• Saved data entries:
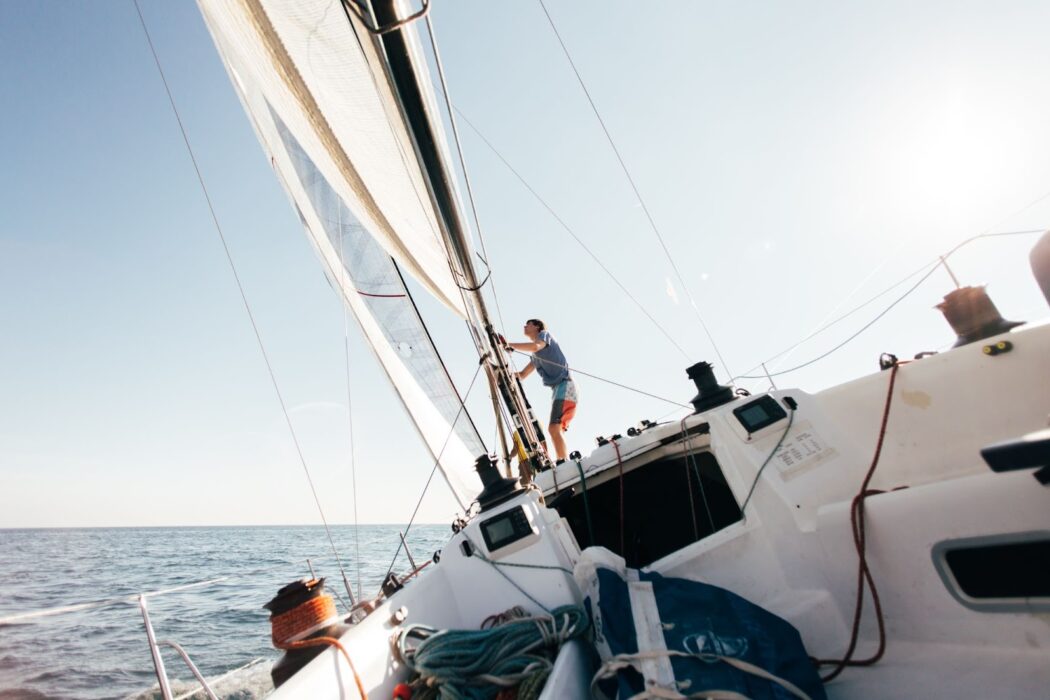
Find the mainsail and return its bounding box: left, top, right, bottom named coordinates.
left=200, top=0, right=485, bottom=507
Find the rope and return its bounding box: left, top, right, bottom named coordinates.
left=277, top=637, right=369, bottom=700
left=394, top=606, right=590, bottom=700
left=817, top=362, right=900, bottom=683
left=609, top=440, right=627, bottom=558
left=591, top=649, right=810, bottom=700
left=539, top=0, right=733, bottom=375
left=132, top=0, right=347, bottom=600
left=270, top=593, right=369, bottom=700
left=464, top=535, right=572, bottom=613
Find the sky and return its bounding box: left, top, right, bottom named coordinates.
left=0, top=0, right=1050, bottom=527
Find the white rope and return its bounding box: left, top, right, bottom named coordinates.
left=591, top=650, right=811, bottom=700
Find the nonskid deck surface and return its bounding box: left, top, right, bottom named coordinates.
left=825, top=640, right=1050, bottom=700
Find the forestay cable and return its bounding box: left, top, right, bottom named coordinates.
left=453, top=106, right=689, bottom=359
left=538, top=0, right=733, bottom=375
left=731, top=228, right=1050, bottom=381
left=131, top=0, right=354, bottom=599
left=383, top=360, right=484, bottom=579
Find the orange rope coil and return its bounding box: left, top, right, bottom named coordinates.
left=270, top=595, right=339, bottom=649
left=270, top=595, right=369, bottom=700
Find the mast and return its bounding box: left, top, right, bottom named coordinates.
left=365, top=0, right=548, bottom=481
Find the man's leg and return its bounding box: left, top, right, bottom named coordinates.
left=547, top=423, right=567, bottom=460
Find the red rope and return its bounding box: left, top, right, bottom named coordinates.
left=817, top=362, right=900, bottom=683
left=610, top=440, right=627, bottom=559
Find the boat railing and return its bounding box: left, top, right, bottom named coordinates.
left=0, top=576, right=236, bottom=700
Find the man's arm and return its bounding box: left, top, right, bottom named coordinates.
left=507, top=340, right=547, bottom=353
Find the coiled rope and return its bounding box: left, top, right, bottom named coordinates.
left=395, top=606, right=590, bottom=700
left=270, top=593, right=369, bottom=700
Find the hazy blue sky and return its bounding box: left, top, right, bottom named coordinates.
left=0, top=0, right=1050, bottom=527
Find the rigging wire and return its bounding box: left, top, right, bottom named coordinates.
left=339, top=235, right=363, bottom=600
left=383, top=363, right=484, bottom=580
left=131, top=0, right=354, bottom=598
left=453, top=110, right=689, bottom=359
left=426, top=16, right=507, bottom=328
left=509, top=347, right=692, bottom=408
left=538, top=0, right=733, bottom=375
left=731, top=228, right=1050, bottom=381
left=740, top=408, right=795, bottom=519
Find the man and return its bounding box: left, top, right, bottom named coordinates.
left=507, top=318, right=579, bottom=464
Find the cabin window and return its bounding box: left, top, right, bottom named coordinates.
left=933, top=532, right=1050, bottom=612
left=558, top=452, right=740, bottom=567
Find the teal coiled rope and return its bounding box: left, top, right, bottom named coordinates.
left=396, top=606, right=590, bottom=700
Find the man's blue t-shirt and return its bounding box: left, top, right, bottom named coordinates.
left=532, top=331, right=569, bottom=386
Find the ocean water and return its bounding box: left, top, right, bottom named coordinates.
left=0, top=525, right=452, bottom=700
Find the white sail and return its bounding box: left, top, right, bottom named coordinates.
left=201, top=0, right=485, bottom=507
left=200, top=0, right=466, bottom=317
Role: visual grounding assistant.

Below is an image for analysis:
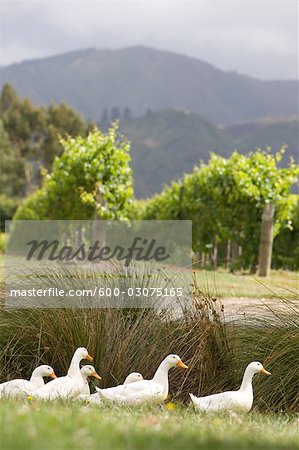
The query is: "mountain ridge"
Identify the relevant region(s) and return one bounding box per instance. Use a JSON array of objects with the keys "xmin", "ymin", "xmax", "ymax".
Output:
[{"xmin": 0, "ymin": 46, "xmax": 299, "ymax": 125}]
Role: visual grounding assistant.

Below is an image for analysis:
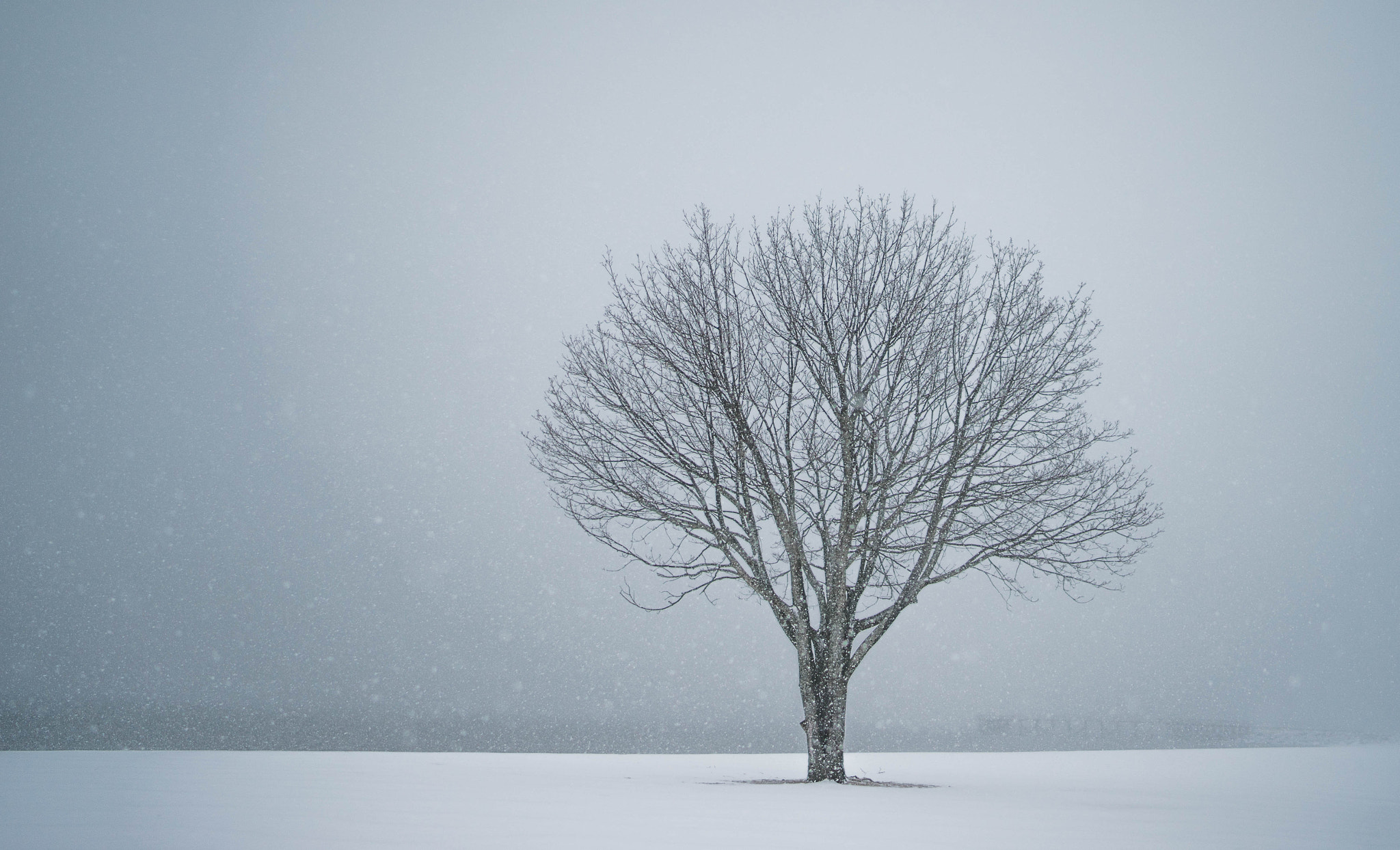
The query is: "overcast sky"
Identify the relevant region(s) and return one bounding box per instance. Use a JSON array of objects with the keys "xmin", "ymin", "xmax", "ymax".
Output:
[{"xmin": 0, "ymin": 3, "xmax": 1400, "ymax": 732}]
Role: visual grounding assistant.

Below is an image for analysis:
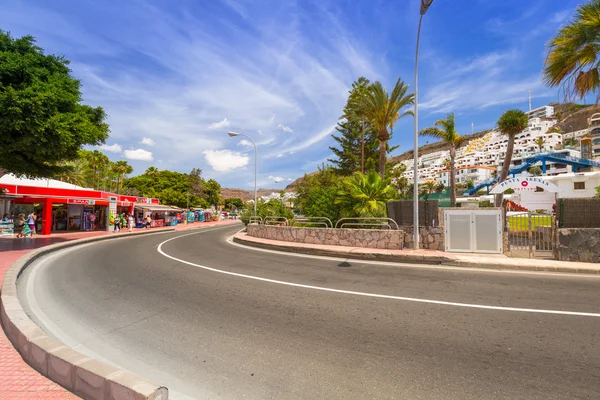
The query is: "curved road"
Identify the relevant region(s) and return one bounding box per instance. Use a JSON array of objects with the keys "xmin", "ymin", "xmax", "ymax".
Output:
[{"xmin": 19, "ymin": 225, "xmax": 600, "ymax": 400}]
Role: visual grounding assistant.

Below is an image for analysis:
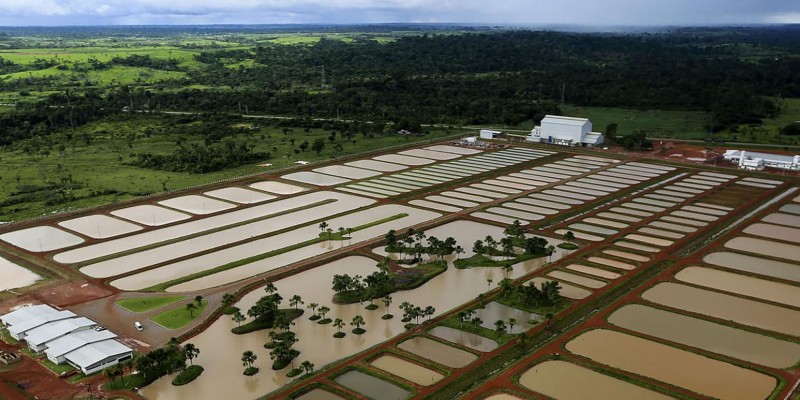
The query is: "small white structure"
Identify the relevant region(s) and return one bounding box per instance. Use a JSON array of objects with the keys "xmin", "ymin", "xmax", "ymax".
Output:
[
  {"xmin": 722, "ymin": 150, "xmax": 800, "ymax": 171},
  {"xmin": 64, "ymin": 339, "xmax": 133, "ymax": 375},
  {"xmin": 44, "ymin": 329, "xmax": 117, "ymax": 365},
  {"xmin": 0, "ymin": 304, "xmax": 75, "ymax": 340},
  {"xmin": 527, "ymin": 115, "xmax": 604, "ymax": 147},
  {"xmin": 480, "ymin": 129, "xmax": 503, "ymax": 140},
  {"xmin": 25, "ymin": 317, "xmax": 97, "ymax": 353}
]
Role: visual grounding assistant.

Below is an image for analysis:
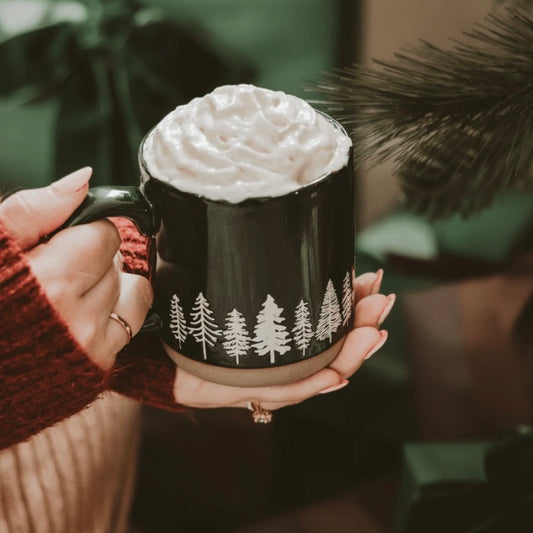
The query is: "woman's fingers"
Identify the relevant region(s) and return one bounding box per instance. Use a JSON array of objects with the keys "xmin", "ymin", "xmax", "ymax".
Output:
[
  {"xmin": 354, "ymin": 268, "xmax": 383, "ymax": 303},
  {"xmin": 354, "ymin": 294, "xmax": 396, "ymax": 328},
  {"xmin": 98, "ymin": 272, "xmax": 153, "ymax": 369},
  {"xmin": 329, "ymin": 326, "xmax": 388, "ymax": 379},
  {"xmin": 0, "ymin": 167, "xmax": 92, "ymax": 250},
  {"xmin": 174, "ymin": 368, "xmax": 343, "ymax": 408},
  {"xmin": 27, "ymin": 220, "xmax": 121, "ymax": 296}
]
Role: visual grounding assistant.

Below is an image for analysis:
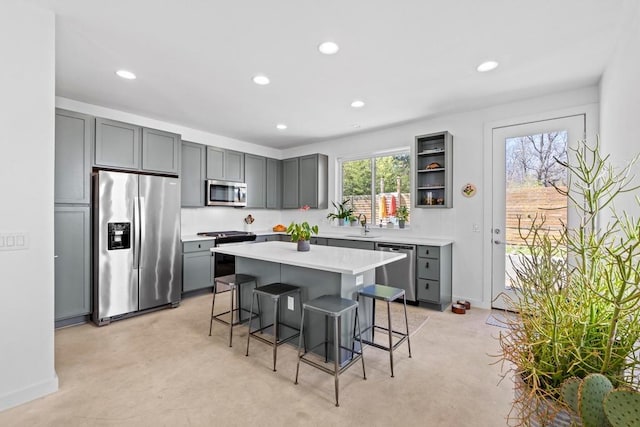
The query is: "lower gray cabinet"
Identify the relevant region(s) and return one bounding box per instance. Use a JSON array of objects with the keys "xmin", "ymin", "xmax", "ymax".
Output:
[
  {"xmin": 54, "ymin": 206, "xmax": 91, "ymax": 321},
  {"xmin": 182, "ymin": 240, "xmax": 215, "ymax": 292},
  {"xmin": 416, "ymin": 245, "xmax": 452, "ymax": 311}
]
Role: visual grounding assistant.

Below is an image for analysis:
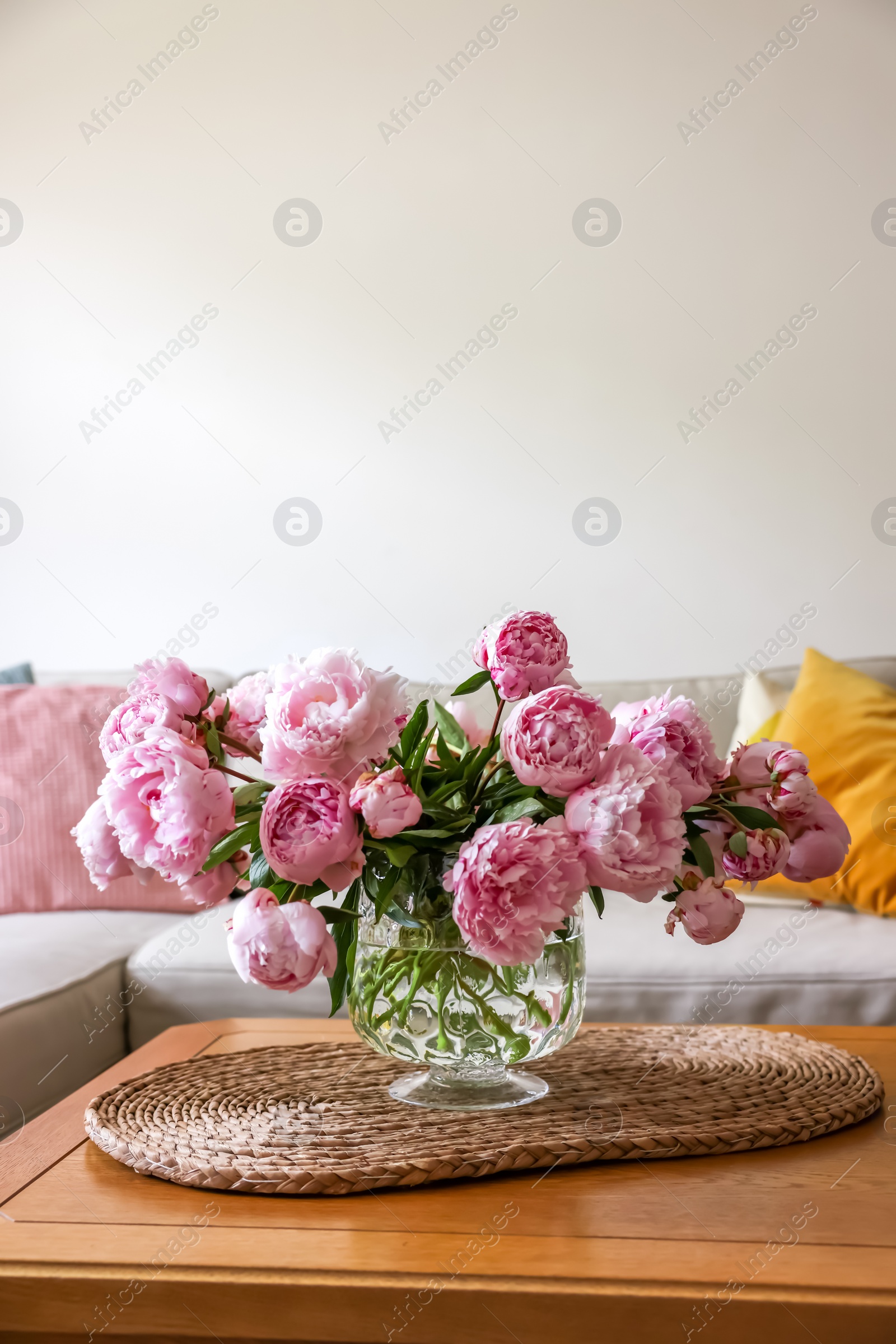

• PROBLEM TO SOLVE: Starting at the beginning of the items and ending at the line that contains "left=591, top=650, right=811, bottom=700", rewrite those lines with "rope" swapped for "line" and everything else kept the same. Leave the pictures out of your answer.

• WORKED ANSWER:
Find the mainsail and return its bounding box: left, top, right, bottom named coordinates.
left=200, top=0, right=485, bottom=507
Find the line and return its bounding box: left, top, right, bottom named coordinates.
left=277, top=637, right=369, bottom=700
left=394, top=606, right=590, bottom=700
left=817, top=362, right=900, bottom=683
left=609, top=440, right=627, bottom=558
left=591, top=649, right=810, bottom=700
left=539, top=0, right=733, bottom=375
left=132, top=0, right=347, bottom=600
left=270, top=593, right=369, bottom=700
left=464, top=535, right=572, bottom=613
Find the sky and return its bounding box: left, top, right, bottom named coordinates.
left=0, top=0, right=1050, bottom=527
Find the white line and return its bounding box: left, top, right, bottom named coordinates.
left=591, top=650, right=811, bottom=700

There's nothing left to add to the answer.